## WHAT YOU WILL DO
(1) In the cavity-filling passage, which port is the ingress port when the cavity is filled by pressure grouting?
(2) Switch "nozzle tip" to "injection nozzle" in the cavity-filling passage, and write out the text starting at "Once cavity 108 is filled, nozzle" and ending at "134 is cured.".
(3) List every kind of injection port that the cavity-filling passage names as an example.

## PAGE EXTRACT
========
Once cavity 108 is filled, nozzle tip may be removed and hole 132
in FRP laminate form 130 may optionally be plugged with a plastic
cap 156. The plug/cap 156 is a well-known off the shelf product,
non-limiting examples of which may include rubber, plastic, wood,
and other appropriate materials. The cap 156 may be optionally cut
off after filler 134 is cured.
[0072] As best illustrated in FIG. 7C, if cavity 108 is to be
filled by pressure grouting method, conventional injection port
150a/b are inserted within respective opening 152a/b and the
prepared filler 134 is injected inside cavity 108 in well-known
method using well known injection equipment, with port 150b being
the ingress port and 150a, the egress port. Ports 150a/b are a
well-known off the shelf product, non-limiting examples of which
may include surface mounted ports, drill ports, weeping type, one
way port, check valve types, and others. Once cavity 108 is filled
and filler is 134 oozing out of the egress port 150a, the injection
may be stopped and ports 150a/b closed and/or capped to allow
filler 134 to cure. Once filler 134 is cured, injection ports
150a/b may be cut off and removed without damaging FRP laminate
form 130.
[0073] It should be noted that as an intermediate operation, as
soon as cavity 108 is filled with filler 134, a brief vibration may
be applied to the outside surface of FRP laminate 130 to drive out
any air entrapped inside filler 134. Vibration also helps the
filler 134 to settle, flow, and reach all surfaces 114 inside
cavity 108. When filler 134 is completely cured, the plug 132 or
the port 150a/b may be removed and the hollow area of the hole 132
and 152a/b may be patched with an adequate amount of prepared and
uncured adhesive 126 or other suitable material and left to cure
before applying any finishes as needed. If needed, FRP laminate
form 130 or a parts thereof may further be patched (e.g., due to
uneven surfaces, voids, etc.) with compatible patching material,
and apply finish as required.
[0074] As best illustrated in FIG. 8A, in the case of overhead
cavities, a venting port 164 is inserted inside the hole 152b that
is away from the end of the cavity 108 and bored into the FRP
laminate from 130 through the point marked by intersection 309b
(FIG. 3B). The venting port 164 has a tube 166 with sufficient
length to reach the deepest point of cavity 108. The tube 166 is
placed in cavity 108 so that its tip barely touches surface 114 of
cavity 108 thereby creating a minute gap between surface 114 of
cavity 108 and the tip of tube 166. The purpose of this port 164 is
to prevent air entrapment and ensure that cavity 108 is completely
filled with filler 134 as indicated by filler 134 oozing out of
this port 166 (as indicated by the egress pointing arrow at the
egress port 150b). When the cavity 108 is totally filled, both of
the ports 150a/b are closed and filler 134 is left to cure.
========
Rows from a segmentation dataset
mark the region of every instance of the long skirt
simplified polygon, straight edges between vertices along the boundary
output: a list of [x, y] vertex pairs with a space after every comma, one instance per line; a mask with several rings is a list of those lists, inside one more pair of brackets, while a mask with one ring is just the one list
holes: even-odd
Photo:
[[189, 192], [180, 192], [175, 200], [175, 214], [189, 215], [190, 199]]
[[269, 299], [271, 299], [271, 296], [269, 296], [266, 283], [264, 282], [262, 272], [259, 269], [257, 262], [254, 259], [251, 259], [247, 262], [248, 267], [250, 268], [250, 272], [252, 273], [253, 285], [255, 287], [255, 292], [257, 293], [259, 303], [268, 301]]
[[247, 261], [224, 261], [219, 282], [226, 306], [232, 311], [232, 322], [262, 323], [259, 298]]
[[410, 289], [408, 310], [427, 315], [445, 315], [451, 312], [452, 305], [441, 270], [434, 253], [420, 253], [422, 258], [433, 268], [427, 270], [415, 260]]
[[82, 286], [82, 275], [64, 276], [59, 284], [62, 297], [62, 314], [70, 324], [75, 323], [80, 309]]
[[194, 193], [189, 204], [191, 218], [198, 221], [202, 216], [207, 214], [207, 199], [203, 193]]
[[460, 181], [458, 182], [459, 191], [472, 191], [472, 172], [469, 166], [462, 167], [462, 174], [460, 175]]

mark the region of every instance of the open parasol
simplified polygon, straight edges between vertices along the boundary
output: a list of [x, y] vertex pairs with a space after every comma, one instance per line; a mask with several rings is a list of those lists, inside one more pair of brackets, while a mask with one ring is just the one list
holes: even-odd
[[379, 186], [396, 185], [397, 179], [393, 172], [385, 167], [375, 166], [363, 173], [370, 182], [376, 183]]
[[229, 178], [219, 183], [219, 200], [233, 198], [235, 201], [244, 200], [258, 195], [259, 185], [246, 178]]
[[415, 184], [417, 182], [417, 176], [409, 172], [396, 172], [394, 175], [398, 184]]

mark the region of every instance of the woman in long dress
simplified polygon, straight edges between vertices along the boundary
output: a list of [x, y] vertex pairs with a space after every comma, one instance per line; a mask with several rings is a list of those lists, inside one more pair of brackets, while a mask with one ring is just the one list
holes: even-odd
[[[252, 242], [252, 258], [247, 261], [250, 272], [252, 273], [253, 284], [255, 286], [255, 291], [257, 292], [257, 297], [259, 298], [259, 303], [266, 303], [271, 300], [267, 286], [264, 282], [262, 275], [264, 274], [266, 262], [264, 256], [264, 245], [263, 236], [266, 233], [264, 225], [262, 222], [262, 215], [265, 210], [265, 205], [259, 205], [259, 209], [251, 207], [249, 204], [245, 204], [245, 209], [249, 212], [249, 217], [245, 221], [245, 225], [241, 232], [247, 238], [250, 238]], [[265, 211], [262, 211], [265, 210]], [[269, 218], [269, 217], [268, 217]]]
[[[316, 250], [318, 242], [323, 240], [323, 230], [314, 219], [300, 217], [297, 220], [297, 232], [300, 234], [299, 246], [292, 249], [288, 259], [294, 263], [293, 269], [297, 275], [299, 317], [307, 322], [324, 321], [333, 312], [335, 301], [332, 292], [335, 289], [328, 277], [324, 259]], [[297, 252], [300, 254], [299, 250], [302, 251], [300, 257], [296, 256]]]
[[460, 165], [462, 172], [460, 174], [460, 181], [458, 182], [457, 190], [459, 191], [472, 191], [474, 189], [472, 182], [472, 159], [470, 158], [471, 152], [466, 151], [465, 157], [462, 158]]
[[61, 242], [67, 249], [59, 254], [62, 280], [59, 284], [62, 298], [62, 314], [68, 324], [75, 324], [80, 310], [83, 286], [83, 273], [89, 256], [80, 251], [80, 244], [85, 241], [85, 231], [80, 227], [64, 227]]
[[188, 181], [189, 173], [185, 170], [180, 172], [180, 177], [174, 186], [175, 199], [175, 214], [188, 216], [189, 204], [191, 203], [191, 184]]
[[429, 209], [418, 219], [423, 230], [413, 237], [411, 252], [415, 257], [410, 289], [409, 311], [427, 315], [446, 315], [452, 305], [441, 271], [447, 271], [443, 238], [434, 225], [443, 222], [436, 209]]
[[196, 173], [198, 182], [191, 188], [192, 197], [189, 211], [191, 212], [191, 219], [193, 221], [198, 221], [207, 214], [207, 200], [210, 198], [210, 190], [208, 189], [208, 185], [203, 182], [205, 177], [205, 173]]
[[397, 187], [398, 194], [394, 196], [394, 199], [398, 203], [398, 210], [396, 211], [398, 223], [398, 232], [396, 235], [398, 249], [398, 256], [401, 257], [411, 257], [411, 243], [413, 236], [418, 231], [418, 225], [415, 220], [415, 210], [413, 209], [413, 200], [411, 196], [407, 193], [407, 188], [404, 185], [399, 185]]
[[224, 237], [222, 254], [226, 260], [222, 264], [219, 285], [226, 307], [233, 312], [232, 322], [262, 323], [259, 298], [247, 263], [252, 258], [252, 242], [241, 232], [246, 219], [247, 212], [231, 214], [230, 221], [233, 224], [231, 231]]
========
## RESPONSE LIST
(1) Port 150b

(2)
Once cavity 108 is filled, injection nozzle may be removed and hole 132
in FRP laminate form 130 may optionally be plugged with a plastic
cap 156. The plug/cap 156 is a well-known off the shelf product,
non-limiting examples of which may include rubber, plastic, wood,
and other appropriate materials. The cap 156 may be optionally cut
off after filler 134 is cured.

(3) Surface mounted ports, drill ports, weeping type, one way port, check valve types